NCPA - National Center for Policy Analysis


April 7, 2008

Supporting the almost-universal belief that teachers are underpaid, Education Week published an article on January 10 stating, "public school teachers nationwide make 88 cents for every dollar earned in 16 comparable occupations," including accountants, architects, clergy, computer programmers, insurance underwriters, physical therapists, and registered nurses.

The long-lived conventional wisdom is that teachers are underpaid.  That belief is virtually unanimous.  But it runs contrary to many respectable research studies that conclude teacher salaries are at least equal to, if not in excess of, compensation for comparable occupations:

  • Jay P. Greene and Marcus A Winters found that the average public school teacher in the United States earned $34.06 per hour in 2005, and the average public school teacher was paid 36 percent more per hour than the average non-sales white-collar worker and 11 percent more than the average professional specialty and technical worker.
  • Richard Vedder, an Ohio University professor of economics and senior fellow at the Independent Institute found that teachers earn more per hour than architects, civil engineers, mechanical engineers, statisticians, biological and life scientists, registered nurses, university-level foreign-language teachers, and editors and reporters.
  • Michael Podgursky, an economics professor at the University of Missouri-Columbia and expert on teacher compensation concluded that when adjusted for annual weeks of work, teacher pay and benefits compare favorably with those of other college-educated workers.

To objectively evaluate teacher benefits relative to other occupations, several relevant conditions need to be factored in.  For example:

  • Teachers work about 20 percent fewer days annually than other white-collar workers.

• **Work request A**
Rewrite the passage on teacher pay between "The long-lived conventional" and "and technical worker.", inclusive, putting "popular view" in place of "conventional wisdom".
• **Work request B**
State whether each statement below agrees with the passage on teacher pay, answering yes or no and quoting the words of the passage that decide it: (i) Greene and Winters found that the average public school teacher earned $34.06 per hour in 2005. (ii) Richard Vedder is a professor at the University of Missouri-Columbia. (iii) Teachers work about 20 percent fewer days annually than other white-collar workers.

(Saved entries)
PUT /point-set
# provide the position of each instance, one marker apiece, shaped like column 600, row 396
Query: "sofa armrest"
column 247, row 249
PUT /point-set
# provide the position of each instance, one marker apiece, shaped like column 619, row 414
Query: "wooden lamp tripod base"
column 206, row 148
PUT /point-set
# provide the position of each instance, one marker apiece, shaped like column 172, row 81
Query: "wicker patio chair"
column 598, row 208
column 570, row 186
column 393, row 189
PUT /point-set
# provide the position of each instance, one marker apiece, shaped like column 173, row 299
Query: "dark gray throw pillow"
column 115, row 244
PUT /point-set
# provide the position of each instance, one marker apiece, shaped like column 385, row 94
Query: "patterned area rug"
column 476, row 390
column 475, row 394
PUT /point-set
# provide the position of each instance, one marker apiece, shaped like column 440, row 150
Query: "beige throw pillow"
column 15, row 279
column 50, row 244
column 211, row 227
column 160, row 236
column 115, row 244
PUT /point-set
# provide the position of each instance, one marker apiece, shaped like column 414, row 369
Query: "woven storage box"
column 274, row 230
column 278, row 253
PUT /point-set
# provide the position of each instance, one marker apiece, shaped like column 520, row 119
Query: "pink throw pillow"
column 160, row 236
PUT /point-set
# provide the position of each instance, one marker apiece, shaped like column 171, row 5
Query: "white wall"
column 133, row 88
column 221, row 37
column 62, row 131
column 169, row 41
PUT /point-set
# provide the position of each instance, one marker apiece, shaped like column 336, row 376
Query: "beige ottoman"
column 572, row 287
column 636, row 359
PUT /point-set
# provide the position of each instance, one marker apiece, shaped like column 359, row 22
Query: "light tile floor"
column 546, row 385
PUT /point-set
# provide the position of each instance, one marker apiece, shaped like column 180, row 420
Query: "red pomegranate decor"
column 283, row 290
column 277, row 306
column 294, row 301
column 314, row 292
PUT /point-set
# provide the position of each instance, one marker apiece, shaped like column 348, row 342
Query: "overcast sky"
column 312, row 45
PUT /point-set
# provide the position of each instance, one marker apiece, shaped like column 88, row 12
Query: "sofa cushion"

• **Task response A**
The long-lived popular view is that teachers are underpaid.  That belief is virtually unanimous.  But it runs contrary to many respectable research studies that conclude teacher salaries are at least equal to, if not in excess of, compensation for comparable occupations:

  • Jay P. Greene and Marcus A Winters found that the average public school teacher in the United States earned $34.06 per hour in 2005, and the average public school teacher was paid 36 percent more per hour than the average non-sales white-collar worker and 11 percent more than the average professional specialty and technical worker.

• **Task response B**
(i) Yes: "the average public school teacher in the United States earned $34.06 per hour in 2005"
(ii) No: "Richard Vedder, an Ohio University professor of economics"
(iii) Yes: "Teachers work about 20 percent fewer days annually than other white-collar workers."